» Exercise requirements
The answer must be the full listing, restated word for word.

» Available data
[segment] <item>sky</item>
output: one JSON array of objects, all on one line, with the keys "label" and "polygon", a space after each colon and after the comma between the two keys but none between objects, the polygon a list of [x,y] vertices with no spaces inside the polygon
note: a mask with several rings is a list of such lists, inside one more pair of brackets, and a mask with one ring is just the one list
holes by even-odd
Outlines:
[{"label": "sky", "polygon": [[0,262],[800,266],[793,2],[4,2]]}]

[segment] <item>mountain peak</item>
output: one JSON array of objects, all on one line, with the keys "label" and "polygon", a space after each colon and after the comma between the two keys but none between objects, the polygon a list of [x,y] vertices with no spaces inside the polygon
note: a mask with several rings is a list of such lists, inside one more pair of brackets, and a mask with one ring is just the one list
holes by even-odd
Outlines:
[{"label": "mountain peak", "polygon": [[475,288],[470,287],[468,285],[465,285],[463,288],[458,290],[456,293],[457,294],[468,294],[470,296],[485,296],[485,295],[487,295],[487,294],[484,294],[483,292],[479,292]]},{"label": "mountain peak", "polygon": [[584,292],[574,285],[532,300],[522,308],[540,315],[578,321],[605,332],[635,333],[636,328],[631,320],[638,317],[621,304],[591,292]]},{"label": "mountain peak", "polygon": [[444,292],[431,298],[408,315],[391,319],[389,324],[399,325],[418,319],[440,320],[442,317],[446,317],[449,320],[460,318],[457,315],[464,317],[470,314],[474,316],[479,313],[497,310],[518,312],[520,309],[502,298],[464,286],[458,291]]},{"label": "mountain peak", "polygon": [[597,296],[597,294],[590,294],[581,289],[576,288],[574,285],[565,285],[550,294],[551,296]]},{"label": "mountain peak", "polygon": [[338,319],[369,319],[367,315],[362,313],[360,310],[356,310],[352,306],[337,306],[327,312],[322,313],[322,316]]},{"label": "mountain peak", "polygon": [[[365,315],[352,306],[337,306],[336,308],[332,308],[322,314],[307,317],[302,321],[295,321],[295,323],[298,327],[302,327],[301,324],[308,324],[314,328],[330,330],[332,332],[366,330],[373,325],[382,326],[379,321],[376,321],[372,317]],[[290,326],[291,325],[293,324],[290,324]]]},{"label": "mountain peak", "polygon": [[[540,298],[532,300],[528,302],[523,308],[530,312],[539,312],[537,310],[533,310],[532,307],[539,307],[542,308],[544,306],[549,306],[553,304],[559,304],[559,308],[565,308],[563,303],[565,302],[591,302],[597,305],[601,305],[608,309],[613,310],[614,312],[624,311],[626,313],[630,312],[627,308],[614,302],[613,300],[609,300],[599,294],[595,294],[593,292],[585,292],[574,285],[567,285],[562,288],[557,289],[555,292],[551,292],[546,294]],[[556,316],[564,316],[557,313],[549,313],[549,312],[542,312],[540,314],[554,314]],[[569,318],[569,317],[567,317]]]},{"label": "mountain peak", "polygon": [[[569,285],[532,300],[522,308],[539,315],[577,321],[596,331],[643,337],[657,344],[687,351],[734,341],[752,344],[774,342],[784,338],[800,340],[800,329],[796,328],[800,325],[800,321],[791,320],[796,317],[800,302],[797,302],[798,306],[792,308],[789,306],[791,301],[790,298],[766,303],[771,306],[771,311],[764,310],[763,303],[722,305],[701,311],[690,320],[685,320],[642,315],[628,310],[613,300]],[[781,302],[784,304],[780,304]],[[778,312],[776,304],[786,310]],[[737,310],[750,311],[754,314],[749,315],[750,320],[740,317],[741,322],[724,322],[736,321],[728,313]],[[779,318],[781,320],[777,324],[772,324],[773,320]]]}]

» Your solution
[segment] <item>sky</item>
output: one JSON array of objects, all on one line, with the keys "label" and "polygon", a space after each colon and after the comma between the two keys but none between objects, the polygon a list of [x,y] vertices with no spaces inside the polygon
note: a mask with several rings is a list of such lists, inside one more pair of brackets, and a mask with one ring is just the one list
holes by even-odd
Outlines:
[{"label": "sky", "polygon": [[0,262],[800,266],[793,2],[4,2]]}]

[segment] <item>mountain peak</item>
output: one JSON array of objects, all on one line, with the keys "label" and "polygon", a space after each colon and after the comma between the two keys but none between objects, the polygon a list of [x,y] vertices with no spaces inside the polygon
note: a mask with several rings is a list of such lists, inside one more pair of brackets, and a mask with one ring is just the one list
holes by even-odd
Outlines:
[{"label": "mountain peak", "polygon": [[475,288],[470,287],[468,285],[465,285],[463,288],[458,290],[456,293],[457,294],[468,294],[470,296],[485,296],[485,295],[487,295],[487,294],[484,294],[483,292],[479,292]]},{"label": "mountain peak", "polygon": [[584,292],[574,285],[532,300],[522,308],[540,315],[578,321],[605,332],[635,333],[636,328],[631,320],[638,317],[621,304],[591,292]]},{"label": "mountain peak", "polygon": [[444,292],[431,298],[408,315],[391,319],[389,324],[399,325],[418,319],[440,320],[442,317],[446,317],[449,320],[460,318],[457,315],[464,317],[470,314],[474,316],[479,313],[497,310],[518,312],[520,309],[502,298],[464,286],[458,291]]},{"label": "mountain peak", "polygon": [[597,296],[597,294],[590,294],[581,289],[576,288],[574,285],[565,285],[550,294],[551,296]]},{"label": "mountain peak", "polygon": [[338,319],[369,319],[367,315],[362,313],[360,310],[356,310],[352,306],[337,306],[327,312],[322,313],[322,316]]},{"label": "mountain peak", "polygon": [[[365,315],[352,306],[337,306],[336,308],[332,308],[322,314],[307,317],[302,321],[295,321],[295,323],[298,327],[302,327],[301,324],[308,324],[314,328],[330,330],[332,332],[366,330],[373,325],[382,326],[379,321],[376,321],[372,317]],[[290,326],[291,325],[293,324],[290,324]]]},{"label": "mountain peak", "polygon": [[[540,298],[532,300],[528,302],[523,308],[530,312],[539,312],[537,310],[533,310],[532,307],[539,307],[542,308],[544,306],[549,306],[553,304],[559,304],[559,308],[565,308],[563,303],[565,302],[591,302],[597,305],[601,305],[608,309],[613,310],[614,312],[624,311],[626,313],[630,312],[627,308],[614,302],[613,300],[609,300],[599,294],[595,294],[593,292],[585,292],[574,285],[567,285],[562,288],[557,289],[555,292],[551,292],[546,294]],[[556,316],[564,316],[557,313],[549,313],[549,312],[542,312],[540,314],[554,314]],[[569,318],[569,317],[567,317]]]},{"label": "mountain peak", "polygon": [[[569,285],[532,300],[522,308],[539,315],[577,321],[596,331],[643,337],[657,344],[687,351],[734,341],[752,344],[774,342],[784,338],[800,340],[800,329],[796,328],[800,325],[800,321],[791,320],[796,317],[800,302],[797,302],[798,306],[792,308],[789,306],[791,301],[790,298],[766,303],[771,306],[771,311],[764,310],[763,303],[722,305],[701,311],[690,320],[685,320],[642,315],[628,310],[613,300]],[[781,302],[784,304],[780,304]],[[778,312],[776,304],[786,310]],[[737,310],[750,311],[754,314],[749,315],[750,320],[740,317],[741,322],[724,322],[736,321],[728,313]],[[779,318],[781,320],[777,324],[772,324],[773,320]]]}]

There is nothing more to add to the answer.